══ Source text ══
After a few days to mull it over, and a bit of research on passenger pigeons for an upcoming post, I think I have a the answer for Facebook’s animal mascot: European starlings.

First, starlings are just as good at learning how to peck keys as other birds; we have a long tradition of training them for psychology experiments where they learn to press certain buttons, depending on the stimuli they see on a screen.

Second, much like Facebook users, there are a lot of them. Starlings are everywhere. They were originally distributed in Europe, Asia and Northern Africa, but large populations also thrive in North America, Australia, South Africa and pretty much every other place that western European people colonized. Truly, these are rats of the sky. From just 100 birds released in Central Park in 1890, the North American population inflated to over 200 milllion, a considerable nuisance. Like us, starlings do well in cities and places where industrial-scale agriculture can support their overpopulated flocks.

European starlings

This brings me to the most important way that starlings are like Facebook users: their massive, wheeling flocks.

Take a look at some of videos of this incredible phenomenon – more accurately described as swarming: a good one from Crewe, in England; another from Rome, and a night in Sacramento in December 2009 that caused a sensation (e.g., this news report has the Sacramento starling swarms set to some eerie music).

This is collective behaviour: an organization that emerges from the interactions of many individuals, without any central control. When individuals in a social group follow one another and copy their neighbours, a tightly-coordinated swarm emerges as a result.

Scientists have applied computer models of typical starling aerial movements, like banking, climbing and rolling, to show how these flock dynamics work. Their results demonstrate that simple rules of copying can produce patterns that look a lot like what we see in real starling swarms7,8,9.

And, similar to Facebook connections, interactions in a starling flock go beyond mere physical proximity. The birds base their movements on a group of specific, linked individuals in the network, rather than simply copying those within a given distance in the flock8.

The most recent models suggest that starlings in a swarm might be influenced, to some extent, by all of the other birds in the flock network9. These animals are more adept at social networking than your average Facebook user can imagine, and researchers still have no idea how the birds achieve the near-instantaneous signal processing that swarming behaviour seems to require10.
═══
**Set of tasks:**
**1.** In the starling text, how many birds were released in Central Park in 1890?
**2.** Write out the stretch of the starling text from "And, similar to" through "seems to require10.".
══ Information given ══
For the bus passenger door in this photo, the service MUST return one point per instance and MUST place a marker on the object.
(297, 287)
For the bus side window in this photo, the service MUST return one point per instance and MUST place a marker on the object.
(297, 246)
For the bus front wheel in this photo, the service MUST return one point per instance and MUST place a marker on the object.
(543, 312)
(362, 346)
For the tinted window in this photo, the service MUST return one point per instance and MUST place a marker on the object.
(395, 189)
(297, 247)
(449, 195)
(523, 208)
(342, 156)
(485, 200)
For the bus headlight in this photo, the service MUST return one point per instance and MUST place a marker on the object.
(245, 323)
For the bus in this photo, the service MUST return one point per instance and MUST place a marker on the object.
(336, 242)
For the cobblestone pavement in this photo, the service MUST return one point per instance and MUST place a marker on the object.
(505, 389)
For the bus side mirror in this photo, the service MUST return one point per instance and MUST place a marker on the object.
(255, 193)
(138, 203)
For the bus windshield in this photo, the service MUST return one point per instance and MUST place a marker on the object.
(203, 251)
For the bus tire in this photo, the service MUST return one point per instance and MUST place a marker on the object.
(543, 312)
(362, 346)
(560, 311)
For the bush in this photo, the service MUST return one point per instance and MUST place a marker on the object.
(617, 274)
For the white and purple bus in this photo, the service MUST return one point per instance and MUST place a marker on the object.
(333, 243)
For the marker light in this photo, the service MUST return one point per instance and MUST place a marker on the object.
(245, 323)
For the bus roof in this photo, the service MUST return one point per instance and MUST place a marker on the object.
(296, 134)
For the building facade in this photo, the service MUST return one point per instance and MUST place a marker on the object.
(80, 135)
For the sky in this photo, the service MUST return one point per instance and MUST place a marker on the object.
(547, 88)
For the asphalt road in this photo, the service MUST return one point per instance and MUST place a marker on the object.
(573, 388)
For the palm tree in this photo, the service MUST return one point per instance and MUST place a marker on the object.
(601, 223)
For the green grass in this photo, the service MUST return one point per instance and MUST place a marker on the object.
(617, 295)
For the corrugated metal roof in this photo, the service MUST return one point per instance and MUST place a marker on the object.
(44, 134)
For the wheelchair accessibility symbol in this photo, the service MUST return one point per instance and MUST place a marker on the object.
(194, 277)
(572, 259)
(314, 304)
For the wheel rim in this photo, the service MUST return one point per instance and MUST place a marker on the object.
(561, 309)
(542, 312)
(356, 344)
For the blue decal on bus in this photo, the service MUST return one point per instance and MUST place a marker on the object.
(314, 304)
═══
**Responses:**
**1.** 100 birds.

**2.**
And, similar to Facebook connections, interactions in a starling flock go beyond mere physical proximity. The birds base their movements on a group of specific, linked individuals in the network, rather than simply copying those within a given distance in the flock8.

The most recent models suggest that starlings in a swarm might be influenced, to some extent, by all of the other birds in the flock network9. These animals are more adept at social networking than your average Facebook user can imagine, and researchers still have no idea how the birds achieve the near-instantaneous signal processing that swarming behaviour seems to require10.